■ Exercise details
Each line of the listing below must be returned exactly.

■ Data for review
↓

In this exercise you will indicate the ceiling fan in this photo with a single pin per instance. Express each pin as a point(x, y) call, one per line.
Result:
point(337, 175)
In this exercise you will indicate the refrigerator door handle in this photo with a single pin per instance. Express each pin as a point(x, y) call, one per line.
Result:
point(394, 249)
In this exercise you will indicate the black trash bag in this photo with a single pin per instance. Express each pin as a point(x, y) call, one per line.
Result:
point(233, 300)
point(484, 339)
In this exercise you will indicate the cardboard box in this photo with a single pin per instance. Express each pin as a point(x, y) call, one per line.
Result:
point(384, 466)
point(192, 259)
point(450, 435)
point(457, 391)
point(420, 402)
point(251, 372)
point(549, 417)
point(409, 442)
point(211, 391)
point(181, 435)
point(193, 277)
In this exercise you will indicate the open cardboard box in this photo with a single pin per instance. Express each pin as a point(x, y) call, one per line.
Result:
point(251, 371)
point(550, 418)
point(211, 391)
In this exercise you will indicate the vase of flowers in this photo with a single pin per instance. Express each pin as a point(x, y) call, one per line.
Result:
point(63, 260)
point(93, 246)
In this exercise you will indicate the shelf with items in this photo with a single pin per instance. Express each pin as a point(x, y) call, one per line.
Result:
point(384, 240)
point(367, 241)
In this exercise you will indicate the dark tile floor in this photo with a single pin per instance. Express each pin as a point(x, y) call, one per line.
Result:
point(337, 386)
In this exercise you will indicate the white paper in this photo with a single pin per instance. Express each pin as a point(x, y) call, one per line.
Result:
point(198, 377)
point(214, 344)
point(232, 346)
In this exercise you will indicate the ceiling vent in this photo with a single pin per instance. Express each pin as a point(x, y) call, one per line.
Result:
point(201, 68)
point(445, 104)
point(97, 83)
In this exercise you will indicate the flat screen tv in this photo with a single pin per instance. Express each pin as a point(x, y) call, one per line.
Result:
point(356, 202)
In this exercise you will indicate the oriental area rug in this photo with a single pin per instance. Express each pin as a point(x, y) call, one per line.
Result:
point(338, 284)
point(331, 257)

↑

■ Finished task
In this exercise you will indicate the ceiling fan in this photo with a single pin per instance. Express each pin as a point(x, y) call, one per line.
Result:
point(337, 175)
In this exercise you will indicate the refrigerator door handle in this photo with a single pin per instance. Express each pin as a point(x, y) call, one per line.
Result:
point(394, 249)
In this exercise you will indicate the black trash bag in this photo with a single pin per instance. Express each pin as a point(x, y) call, one per line.
Result:
point(233, 300)
point(484, 339)
In this exercise you will indicate the cardboard box in this photo with a single pin per instance. Express each pin as a point(x, y) call, one per line.
Result:
point(384, 466)
point(192, 259)
point(450, 435)
point(457, 391)
point(420, 402)
point(251, 372)
point(549, 417)
point(409, 442)
point(211, 391)
point(181, 435)
point(193, 277)
In this exercise you will indicate the open cardboard box in this photo with a single pin per instance. Express each pin as a point(x, y) call, one per line.
Result:
point(251, 371)
point(550, 418)
point(211, 391)
In this exercise you will indicate the vase of flowers in this photo with a single pin per instance. Express each pin as a point(x, y) call, one per line.
Result:
point(63, 260)
point(93, 246)
In this exercise you will indicate the shelf with items in this photo with a single pin per instance. Express each pin as a point(x, y) call, one per line.
Result:
point(384, 240)
point(367, 241)
In this exercise you will indicate the dark tile floor in this photo with a single pin per instance. Express each pin as a point(x, y) call, one per line.
Result:
point(337, 386)
In this exercise you will indicate the white paper in this photo with a single pin per instance. Express each pin as a point(x, y) call, one per line.
Result:
point(198, 377)
point(214, 344)
point(232, 346)
In this exercise you will indicate the ceiling vent in this photo with a single pin per instance. Express each pin as a point(x, y) call, one per line.
Result:
point(201, 68)
point(445, 104)
point(97, 83)
In this exercise you will indicate the flat screen tv in this photo with a single pin per instance. Express each pin as a point(x, y) call, one per line.
Result:
point(356, 202)
In this exercise you will indicate the oriental area rug in this photo with a single pin per instance. Express each pin as a point(x, y) call, one per line.
Result:
point(338, 284)
point(331, 257)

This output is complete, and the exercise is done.